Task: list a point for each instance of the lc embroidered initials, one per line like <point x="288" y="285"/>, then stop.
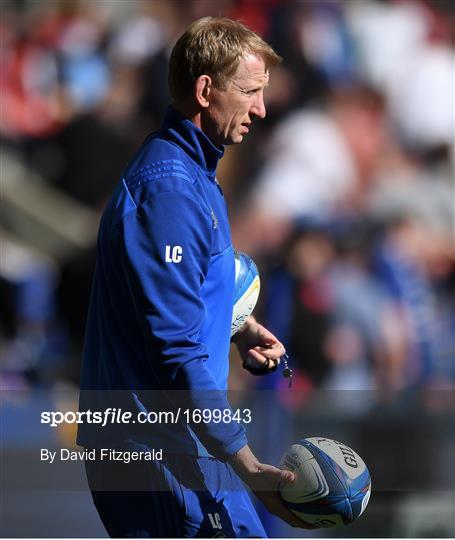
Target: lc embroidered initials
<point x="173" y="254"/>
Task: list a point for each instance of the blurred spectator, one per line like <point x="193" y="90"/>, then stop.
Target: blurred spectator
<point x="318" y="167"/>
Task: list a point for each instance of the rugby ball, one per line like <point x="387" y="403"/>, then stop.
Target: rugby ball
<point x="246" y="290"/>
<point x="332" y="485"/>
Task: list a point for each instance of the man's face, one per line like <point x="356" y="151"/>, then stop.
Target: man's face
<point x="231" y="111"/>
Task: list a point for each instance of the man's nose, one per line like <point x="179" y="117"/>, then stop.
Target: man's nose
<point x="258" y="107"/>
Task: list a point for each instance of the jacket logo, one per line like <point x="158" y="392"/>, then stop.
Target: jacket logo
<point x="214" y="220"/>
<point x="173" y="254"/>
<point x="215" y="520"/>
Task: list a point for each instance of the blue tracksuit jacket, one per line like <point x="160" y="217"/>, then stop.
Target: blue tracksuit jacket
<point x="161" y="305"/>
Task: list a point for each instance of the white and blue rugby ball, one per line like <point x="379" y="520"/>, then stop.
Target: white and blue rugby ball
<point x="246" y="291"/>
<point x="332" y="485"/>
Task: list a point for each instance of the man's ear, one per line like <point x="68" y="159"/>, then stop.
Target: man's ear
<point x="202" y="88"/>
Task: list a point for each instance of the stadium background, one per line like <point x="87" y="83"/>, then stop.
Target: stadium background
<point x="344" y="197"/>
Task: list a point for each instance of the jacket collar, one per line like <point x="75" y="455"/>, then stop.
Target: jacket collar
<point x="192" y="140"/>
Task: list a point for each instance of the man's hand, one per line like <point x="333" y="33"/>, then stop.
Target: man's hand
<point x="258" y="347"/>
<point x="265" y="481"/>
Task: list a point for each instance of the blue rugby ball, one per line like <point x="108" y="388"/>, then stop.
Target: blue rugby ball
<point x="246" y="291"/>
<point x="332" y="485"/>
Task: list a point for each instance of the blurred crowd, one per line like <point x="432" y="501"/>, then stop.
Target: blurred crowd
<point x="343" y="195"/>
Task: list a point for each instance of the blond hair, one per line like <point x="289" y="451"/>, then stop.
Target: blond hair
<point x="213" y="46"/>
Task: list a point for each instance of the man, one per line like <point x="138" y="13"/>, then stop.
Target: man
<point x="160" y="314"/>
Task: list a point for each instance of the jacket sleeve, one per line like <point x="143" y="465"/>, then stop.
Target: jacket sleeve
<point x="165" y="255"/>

== == ==

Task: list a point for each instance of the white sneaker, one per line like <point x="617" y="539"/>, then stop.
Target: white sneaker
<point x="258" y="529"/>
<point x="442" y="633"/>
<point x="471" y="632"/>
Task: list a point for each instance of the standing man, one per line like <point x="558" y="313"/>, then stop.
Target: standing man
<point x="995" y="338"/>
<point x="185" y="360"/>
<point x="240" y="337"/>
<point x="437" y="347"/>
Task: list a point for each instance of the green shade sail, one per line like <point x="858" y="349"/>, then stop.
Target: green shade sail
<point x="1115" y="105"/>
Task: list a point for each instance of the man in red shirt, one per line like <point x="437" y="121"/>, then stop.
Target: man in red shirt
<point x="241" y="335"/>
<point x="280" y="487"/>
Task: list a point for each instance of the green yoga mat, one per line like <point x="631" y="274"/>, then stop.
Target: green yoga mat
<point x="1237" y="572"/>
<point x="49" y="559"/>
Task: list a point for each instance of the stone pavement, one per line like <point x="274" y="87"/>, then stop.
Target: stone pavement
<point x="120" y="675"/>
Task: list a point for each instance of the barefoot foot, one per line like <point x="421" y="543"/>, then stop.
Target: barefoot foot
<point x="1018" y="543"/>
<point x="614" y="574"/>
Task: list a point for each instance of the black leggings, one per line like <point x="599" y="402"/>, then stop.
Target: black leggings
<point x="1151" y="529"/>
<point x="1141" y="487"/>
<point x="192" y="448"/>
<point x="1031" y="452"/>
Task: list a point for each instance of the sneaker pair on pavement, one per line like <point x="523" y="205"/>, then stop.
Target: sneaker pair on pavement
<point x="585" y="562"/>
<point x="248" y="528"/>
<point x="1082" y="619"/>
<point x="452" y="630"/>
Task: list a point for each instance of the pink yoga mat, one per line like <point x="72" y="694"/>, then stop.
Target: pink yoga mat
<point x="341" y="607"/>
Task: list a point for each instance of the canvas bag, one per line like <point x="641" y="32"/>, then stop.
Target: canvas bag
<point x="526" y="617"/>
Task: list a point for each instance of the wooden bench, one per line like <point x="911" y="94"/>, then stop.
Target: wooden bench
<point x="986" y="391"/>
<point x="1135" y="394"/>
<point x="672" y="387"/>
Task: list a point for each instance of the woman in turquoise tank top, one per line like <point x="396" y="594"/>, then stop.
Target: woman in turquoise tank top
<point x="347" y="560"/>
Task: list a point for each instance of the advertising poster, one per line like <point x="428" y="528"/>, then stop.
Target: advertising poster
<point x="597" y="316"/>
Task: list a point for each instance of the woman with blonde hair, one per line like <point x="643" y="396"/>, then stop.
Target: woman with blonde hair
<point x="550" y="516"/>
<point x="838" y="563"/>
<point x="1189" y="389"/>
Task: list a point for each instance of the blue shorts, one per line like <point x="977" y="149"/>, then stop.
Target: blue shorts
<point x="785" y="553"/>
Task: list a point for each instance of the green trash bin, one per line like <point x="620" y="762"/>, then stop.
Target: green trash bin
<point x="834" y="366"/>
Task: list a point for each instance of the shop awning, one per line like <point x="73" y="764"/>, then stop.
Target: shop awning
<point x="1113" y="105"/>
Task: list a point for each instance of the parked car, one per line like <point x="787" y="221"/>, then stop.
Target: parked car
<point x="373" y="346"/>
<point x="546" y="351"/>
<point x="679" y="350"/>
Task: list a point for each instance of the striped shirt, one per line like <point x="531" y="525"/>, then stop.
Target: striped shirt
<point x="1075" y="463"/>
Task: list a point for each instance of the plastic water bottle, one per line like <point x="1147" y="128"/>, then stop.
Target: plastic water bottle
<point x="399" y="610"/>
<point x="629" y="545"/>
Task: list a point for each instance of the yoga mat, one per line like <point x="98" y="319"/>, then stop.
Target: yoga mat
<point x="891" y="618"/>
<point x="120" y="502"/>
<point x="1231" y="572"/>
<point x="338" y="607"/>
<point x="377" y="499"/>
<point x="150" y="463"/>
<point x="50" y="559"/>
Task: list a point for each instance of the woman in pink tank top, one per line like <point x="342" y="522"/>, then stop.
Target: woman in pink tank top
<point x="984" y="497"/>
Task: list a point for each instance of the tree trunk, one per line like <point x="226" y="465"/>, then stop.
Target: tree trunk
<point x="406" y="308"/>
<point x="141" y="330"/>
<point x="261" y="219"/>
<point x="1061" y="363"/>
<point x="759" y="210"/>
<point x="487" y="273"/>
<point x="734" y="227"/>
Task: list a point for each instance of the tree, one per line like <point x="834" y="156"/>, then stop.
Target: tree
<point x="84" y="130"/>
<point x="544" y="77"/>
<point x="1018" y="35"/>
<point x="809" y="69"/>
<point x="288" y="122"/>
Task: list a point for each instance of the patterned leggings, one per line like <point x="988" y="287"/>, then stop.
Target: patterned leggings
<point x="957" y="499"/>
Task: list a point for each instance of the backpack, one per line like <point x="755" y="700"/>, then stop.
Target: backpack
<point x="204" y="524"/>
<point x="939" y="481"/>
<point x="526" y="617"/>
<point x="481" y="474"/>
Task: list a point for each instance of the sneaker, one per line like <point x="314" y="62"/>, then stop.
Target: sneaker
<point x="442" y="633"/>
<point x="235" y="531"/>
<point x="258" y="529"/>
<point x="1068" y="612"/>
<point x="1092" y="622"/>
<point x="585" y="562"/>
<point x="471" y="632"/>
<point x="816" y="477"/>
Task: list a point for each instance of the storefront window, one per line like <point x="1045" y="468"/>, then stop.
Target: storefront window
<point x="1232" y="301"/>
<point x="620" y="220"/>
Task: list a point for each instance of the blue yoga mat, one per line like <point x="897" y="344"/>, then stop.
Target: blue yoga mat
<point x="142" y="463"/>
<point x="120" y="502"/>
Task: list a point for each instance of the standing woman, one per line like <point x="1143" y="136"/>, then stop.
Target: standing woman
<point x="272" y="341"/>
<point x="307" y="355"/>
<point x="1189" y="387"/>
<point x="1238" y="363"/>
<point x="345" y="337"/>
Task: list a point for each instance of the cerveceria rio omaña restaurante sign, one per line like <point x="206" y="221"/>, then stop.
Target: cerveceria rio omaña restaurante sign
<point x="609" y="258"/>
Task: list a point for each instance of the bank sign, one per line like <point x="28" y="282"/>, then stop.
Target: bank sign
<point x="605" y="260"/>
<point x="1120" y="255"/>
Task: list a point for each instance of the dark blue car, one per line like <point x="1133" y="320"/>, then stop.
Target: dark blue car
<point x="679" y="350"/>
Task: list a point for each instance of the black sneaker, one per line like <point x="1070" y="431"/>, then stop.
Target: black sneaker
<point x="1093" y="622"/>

== == ==

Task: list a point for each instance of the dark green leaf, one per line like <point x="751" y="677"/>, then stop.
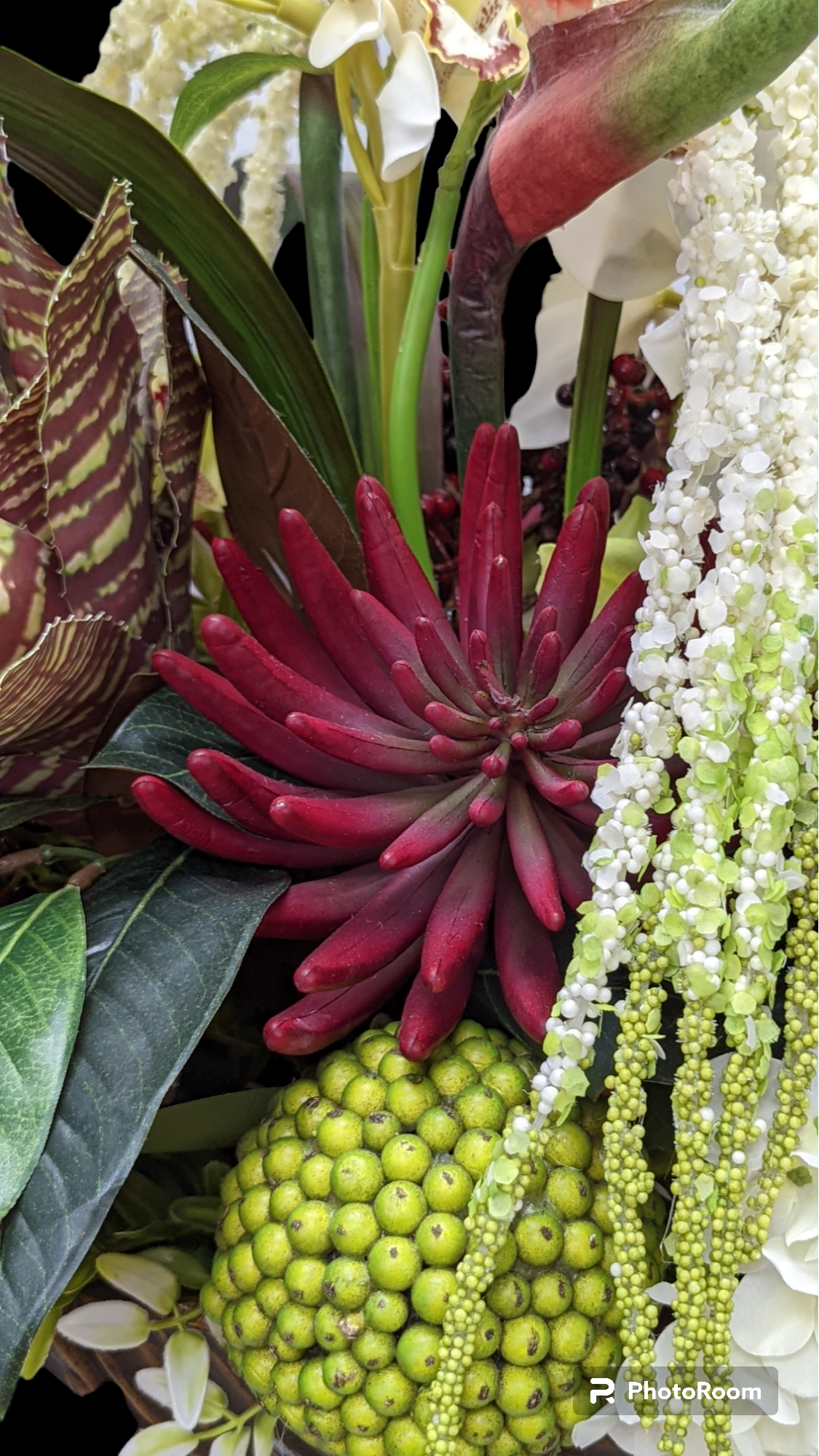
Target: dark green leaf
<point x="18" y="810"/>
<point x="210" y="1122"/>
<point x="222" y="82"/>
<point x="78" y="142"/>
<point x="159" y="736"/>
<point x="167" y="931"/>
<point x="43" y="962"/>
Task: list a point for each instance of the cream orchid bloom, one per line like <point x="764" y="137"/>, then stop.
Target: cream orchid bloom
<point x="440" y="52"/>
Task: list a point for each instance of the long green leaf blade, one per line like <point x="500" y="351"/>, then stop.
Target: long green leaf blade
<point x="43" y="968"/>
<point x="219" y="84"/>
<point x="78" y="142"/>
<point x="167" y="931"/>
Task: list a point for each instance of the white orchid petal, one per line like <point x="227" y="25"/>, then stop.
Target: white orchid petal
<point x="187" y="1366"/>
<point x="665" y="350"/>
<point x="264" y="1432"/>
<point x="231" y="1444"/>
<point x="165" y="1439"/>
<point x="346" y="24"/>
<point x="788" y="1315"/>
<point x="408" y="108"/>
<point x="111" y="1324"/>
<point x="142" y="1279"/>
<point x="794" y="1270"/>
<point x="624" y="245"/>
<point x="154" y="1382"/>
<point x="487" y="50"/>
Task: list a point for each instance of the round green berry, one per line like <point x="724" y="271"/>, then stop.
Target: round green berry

== == ==

• [Your goal] Set down precisely the lines above between the line holding "Target: green shade sail" and the line holding "the woman in turquoise", inclusive, and nothing beyond them.

• [Exercise solution]
Target: green shade sail
<point x="1115" y="105"/>
Task: list a point for each instance of the man in red shirt, one per line like <point x="437" y="121"/>, then stop.
Target: man in red shirt
<point x="241" y="335"/>
<point x="280" y="487"/>
Task: list a point for each instance of the green yoga mat, one per line like <point x="631" y="274"/>, then stop.
Target: green yoga mat
<point x="1237" y="572"/>
<point x="49" y="559"/>
Task: list a point for each instance of the stone pavement, one per line like <point x="274" y="87"/>, then stop.
Target: stone pavement
<point x="120" y="675"/>
Task: list a point for each instance of the barefoot foot, one per line like <point x="421" y="543"/>, then stop.
Target: barefoot foot
<point x="1018" y="543"/>
<point x="614" y="574"/>
Task: list a point for each instance of the black leggings, one per line like <point x="599" y="402"/>, then stop.
Target: black leggings
<point x="1151" y="529"/>
<point x="1141" y="487"/>
<point x="192" y="448"/>
<point x="1031" y="452"/>
Task: list a point for each instance of the sneaker pair on pavement, one per line like <point x="523" y="205"/>, then stop.
Target: sneaker pair on pavement
<point x="585" y="562"/>
<point x="248" y="528"/>
<point x="1082" y="619"/>
<point x="452" y="630"/>
Task: list a point for each instance of the pink yoga mat, one per line like <point x="72" y="694"/>, then stop.
Target: pink yoga mat
<point x="341" y="607"/>
Task: list a point for each instance of the canvas bag, one per line like <point x="641" y="32"/>, then stop.
Target: canvas bag
<point x="526" y="617"/>
Task: list a point for each instance of the wooden bench, one per line like <point x="911" y="94"/>, then stop.
Target: wooden bench
<point x="986" y="391"/>
<point x="1135" y="394"/>
<point x="672" y="387"/>
Task: list a point for each instance of the woman in turquoise tank top, one per line like <point x="396" y="594"/>, then stop.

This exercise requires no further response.